> _GIVEN REQUEST_
Copy out the data below word for word, from the line holding "In the photo above, where can the distant" through the end of the data, both ends included.

— Begin GIVEN RECORDS —

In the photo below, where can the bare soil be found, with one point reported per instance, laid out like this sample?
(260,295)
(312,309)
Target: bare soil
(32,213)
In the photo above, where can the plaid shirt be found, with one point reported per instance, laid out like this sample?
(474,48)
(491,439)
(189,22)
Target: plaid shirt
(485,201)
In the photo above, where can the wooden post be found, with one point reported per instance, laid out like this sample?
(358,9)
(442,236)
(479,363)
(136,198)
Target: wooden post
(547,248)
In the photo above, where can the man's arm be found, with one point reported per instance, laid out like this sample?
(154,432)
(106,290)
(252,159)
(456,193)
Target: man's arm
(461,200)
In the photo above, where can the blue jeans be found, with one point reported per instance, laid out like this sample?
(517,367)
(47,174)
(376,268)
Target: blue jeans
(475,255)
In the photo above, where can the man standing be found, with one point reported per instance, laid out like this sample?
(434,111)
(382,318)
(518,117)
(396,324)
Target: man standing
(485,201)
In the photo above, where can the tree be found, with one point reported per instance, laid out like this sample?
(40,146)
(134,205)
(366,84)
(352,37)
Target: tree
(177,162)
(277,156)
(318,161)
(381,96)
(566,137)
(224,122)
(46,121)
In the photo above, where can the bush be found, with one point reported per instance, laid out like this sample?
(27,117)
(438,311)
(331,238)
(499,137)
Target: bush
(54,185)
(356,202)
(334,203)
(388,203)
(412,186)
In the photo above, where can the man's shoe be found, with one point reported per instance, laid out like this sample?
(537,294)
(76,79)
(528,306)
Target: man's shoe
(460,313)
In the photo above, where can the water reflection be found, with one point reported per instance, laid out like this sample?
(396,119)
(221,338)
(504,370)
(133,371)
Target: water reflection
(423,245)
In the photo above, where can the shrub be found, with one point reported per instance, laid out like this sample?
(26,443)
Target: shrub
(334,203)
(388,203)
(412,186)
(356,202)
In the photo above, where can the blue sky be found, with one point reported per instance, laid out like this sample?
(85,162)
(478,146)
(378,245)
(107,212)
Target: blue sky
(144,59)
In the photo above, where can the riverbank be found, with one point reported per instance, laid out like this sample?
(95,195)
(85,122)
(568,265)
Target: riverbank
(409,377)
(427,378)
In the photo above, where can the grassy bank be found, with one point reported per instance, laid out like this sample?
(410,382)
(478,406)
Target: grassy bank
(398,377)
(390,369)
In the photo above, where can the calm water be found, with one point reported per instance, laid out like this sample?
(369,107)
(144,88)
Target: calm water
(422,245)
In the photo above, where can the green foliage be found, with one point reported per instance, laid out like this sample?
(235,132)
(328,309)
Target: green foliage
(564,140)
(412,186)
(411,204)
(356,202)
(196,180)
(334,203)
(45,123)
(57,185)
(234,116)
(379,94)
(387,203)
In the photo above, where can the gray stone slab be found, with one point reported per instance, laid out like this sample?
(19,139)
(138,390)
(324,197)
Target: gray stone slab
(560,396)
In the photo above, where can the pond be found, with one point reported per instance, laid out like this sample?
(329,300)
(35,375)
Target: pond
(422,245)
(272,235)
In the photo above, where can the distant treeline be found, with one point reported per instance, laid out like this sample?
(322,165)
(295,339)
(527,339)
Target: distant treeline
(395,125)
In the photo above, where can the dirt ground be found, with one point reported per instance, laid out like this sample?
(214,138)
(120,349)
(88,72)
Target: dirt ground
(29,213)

— End GIVEN RECORDS —

> _FINISHED EXERCISE_
In the photo above, where can the distant treeline be found, with one point reported per instance, laid out like this sample?
(322,165)
(295,339)
(527,339)
Target: distant treeline
(395,125)
In the photo above, where can the dirt ground be found, with one point reported per instance, laid out like this sample?
(214,138)
(120,349)
(88,72)
Target: dirt ground
(29,213)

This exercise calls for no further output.